— BEGIN MATERIAL FOR THIS TASK —

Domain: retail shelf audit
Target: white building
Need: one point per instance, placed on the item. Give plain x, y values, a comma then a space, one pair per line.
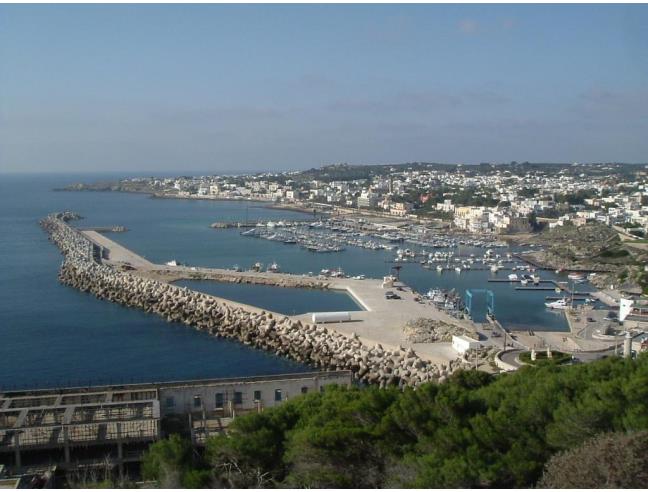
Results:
461, 344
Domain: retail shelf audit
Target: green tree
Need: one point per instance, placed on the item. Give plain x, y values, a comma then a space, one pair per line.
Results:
607, 461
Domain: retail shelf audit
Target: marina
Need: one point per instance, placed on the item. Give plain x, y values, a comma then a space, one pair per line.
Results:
163, 230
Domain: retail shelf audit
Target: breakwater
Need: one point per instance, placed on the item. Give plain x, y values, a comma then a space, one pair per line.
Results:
303, 342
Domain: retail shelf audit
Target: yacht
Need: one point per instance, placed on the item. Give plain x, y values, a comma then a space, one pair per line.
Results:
559, 304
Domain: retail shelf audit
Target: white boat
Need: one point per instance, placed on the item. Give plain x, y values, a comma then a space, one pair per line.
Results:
559, 304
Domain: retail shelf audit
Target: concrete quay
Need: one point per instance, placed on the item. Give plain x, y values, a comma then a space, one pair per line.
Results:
381, 322
315, 345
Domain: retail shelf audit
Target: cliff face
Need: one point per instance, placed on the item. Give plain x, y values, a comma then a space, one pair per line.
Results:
593, 247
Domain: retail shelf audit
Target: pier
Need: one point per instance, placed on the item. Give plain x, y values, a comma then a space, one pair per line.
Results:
381, 322
331, 347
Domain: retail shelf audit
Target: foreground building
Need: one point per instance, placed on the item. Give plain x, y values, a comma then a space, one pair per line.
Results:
95, 426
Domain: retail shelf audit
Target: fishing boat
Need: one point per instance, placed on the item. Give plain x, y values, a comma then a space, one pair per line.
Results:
559, 304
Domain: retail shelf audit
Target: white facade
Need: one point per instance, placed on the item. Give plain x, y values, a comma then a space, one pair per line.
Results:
461, 344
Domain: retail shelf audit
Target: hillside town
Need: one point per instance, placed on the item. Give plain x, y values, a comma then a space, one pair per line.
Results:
488, 198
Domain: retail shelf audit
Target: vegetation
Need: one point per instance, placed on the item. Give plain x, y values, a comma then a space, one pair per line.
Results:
475, 430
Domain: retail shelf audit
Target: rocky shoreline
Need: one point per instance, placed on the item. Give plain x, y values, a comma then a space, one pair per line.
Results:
302, 342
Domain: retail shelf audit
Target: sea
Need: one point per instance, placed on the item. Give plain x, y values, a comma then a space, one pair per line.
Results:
52, 335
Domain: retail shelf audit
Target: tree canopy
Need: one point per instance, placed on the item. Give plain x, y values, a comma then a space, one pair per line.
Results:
475, 430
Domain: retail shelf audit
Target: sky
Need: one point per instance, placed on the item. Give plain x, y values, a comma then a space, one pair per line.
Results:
173, 88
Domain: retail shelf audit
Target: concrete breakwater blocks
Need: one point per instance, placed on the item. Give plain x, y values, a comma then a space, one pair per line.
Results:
302, 342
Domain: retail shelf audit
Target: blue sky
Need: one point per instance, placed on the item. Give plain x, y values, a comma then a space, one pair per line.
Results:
255, 87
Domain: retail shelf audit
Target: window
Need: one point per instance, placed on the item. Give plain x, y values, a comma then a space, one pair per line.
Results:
220, 400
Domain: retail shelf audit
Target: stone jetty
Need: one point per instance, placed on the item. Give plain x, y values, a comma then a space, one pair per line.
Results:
303, 342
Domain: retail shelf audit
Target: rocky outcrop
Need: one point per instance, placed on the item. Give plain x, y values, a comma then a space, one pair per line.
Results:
302, 342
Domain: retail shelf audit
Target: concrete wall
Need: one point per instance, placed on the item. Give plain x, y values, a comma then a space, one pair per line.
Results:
177, 398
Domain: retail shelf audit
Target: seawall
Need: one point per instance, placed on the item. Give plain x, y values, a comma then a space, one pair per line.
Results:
303, 342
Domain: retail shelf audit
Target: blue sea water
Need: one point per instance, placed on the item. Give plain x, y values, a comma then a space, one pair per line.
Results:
51, 334
289, 301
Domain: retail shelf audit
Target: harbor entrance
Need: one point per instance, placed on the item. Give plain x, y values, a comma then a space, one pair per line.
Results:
490, 301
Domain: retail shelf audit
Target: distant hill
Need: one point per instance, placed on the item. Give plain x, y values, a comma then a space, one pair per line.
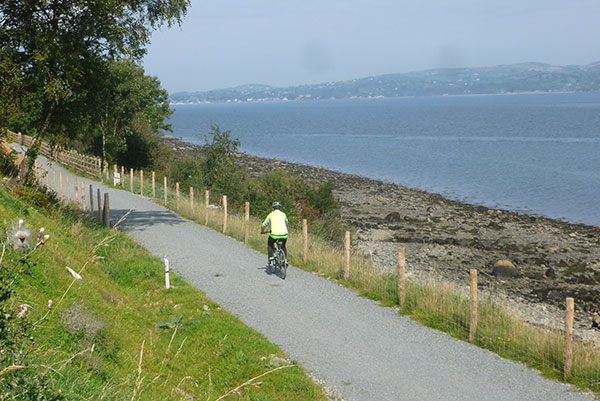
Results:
512, 78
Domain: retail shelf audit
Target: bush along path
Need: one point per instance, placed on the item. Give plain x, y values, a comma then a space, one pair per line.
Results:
366, 351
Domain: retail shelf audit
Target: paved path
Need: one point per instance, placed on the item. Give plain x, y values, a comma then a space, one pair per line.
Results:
366, 351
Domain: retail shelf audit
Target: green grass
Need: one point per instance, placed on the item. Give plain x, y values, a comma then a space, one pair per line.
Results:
115, 308
436, 304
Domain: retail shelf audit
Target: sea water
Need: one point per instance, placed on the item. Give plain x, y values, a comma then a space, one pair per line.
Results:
535, 153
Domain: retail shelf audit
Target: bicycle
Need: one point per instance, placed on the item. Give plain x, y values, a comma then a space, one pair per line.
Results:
279, 260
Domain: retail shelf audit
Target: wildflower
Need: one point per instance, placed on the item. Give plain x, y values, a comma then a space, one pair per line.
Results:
73, 273
20, 235
22, 310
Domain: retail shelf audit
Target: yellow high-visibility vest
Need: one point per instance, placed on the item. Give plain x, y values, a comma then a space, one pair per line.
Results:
278, 221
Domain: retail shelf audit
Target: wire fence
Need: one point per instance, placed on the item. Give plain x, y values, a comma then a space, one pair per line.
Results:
88, 164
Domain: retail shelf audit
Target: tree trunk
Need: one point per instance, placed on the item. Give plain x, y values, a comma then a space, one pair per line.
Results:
25, 174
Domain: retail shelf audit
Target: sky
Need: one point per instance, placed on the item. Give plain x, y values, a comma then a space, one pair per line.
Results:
226, 43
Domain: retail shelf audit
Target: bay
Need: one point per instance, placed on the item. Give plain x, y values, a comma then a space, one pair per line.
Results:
534, 153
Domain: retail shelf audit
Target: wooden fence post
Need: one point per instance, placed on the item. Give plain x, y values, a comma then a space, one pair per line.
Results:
246, 221
167, 281
224, 214
165, 188
83, 195
473, 308
106, 211
192, 201
305, 237
91, 201
347, 254
568, 353
99, 207
206, 201
401, 275
153, 185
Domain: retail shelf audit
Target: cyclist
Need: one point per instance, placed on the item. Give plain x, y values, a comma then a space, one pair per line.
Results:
277, 221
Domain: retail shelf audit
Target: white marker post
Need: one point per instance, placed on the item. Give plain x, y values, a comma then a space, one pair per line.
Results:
167, 282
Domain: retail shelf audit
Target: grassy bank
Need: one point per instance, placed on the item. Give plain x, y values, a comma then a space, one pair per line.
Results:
117, 333
437, 304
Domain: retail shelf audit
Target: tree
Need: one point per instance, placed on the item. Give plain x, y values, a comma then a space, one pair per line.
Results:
128, 103
219, 171
56, 47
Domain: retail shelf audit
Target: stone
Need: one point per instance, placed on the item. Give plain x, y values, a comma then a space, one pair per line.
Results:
393, 217
505, 268
596, 321
550, 273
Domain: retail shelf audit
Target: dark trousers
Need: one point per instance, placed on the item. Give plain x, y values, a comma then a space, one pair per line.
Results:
271, 246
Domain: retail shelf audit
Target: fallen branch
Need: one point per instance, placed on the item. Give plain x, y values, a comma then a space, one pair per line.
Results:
251, 380
11, 368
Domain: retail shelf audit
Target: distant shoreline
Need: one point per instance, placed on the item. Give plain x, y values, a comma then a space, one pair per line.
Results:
380, 98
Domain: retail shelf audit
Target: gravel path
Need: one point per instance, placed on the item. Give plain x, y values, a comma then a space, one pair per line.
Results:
365, 351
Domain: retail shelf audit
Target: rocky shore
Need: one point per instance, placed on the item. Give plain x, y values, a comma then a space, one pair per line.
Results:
534, 262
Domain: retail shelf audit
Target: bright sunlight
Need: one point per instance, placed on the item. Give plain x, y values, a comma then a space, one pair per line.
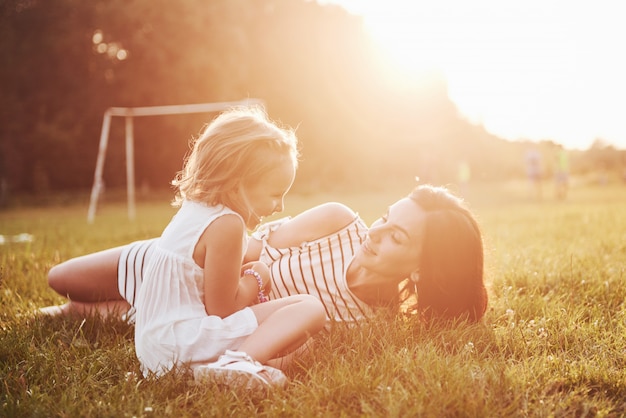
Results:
538, 69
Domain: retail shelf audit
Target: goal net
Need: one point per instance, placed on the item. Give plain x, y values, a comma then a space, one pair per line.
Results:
129, 113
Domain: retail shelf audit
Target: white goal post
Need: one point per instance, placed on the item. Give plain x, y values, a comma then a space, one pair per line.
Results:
129, 113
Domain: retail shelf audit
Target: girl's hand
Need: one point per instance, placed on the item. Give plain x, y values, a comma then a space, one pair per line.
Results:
263, 271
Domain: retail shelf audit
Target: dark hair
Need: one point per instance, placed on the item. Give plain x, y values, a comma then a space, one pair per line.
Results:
450, 284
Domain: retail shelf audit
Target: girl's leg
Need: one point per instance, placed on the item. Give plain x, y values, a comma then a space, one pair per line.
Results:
284, 325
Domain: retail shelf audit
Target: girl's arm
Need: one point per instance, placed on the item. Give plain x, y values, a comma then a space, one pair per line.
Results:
219, 252
309, 225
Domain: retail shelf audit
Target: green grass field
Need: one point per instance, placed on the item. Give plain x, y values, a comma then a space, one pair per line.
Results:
553, 342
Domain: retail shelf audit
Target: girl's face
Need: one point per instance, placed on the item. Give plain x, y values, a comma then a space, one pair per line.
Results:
394, 241
266, 194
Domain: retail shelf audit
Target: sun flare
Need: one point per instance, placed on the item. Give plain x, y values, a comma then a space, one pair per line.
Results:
526, 70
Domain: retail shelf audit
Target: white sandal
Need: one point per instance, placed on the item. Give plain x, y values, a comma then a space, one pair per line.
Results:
236, 368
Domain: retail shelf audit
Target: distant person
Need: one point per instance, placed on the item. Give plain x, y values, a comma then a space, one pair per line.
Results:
428, 245
561, 174
198, 305
464, 175
534, 171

— END MATERIAL FOR THIS TASK —

#### AIM OF THE EXERCISE
List each line above that contains the word "blue".

#### ANSWER IN FULL
Target: blue sky
Target: blue sea water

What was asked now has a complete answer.